Dataset items
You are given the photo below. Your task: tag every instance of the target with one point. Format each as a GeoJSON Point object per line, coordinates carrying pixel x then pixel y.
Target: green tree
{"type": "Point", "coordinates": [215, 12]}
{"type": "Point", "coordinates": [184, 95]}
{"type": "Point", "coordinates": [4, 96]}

**Assignment:** Would you repeat all of the entries exactly?

**Solution to the exercise:**
You are given the photo below. Your task: tag every instance of the target with one point. Format each as a GeoJSON Point object per line, coordinates carrying pixel x then pixel y.
Target: green tree
{"type": "Point", "coordinates": [215, 12]}
{"type": "Point", "coordinates": [184, 95]}
{"type": "Point", "coordinates": [4, 96]}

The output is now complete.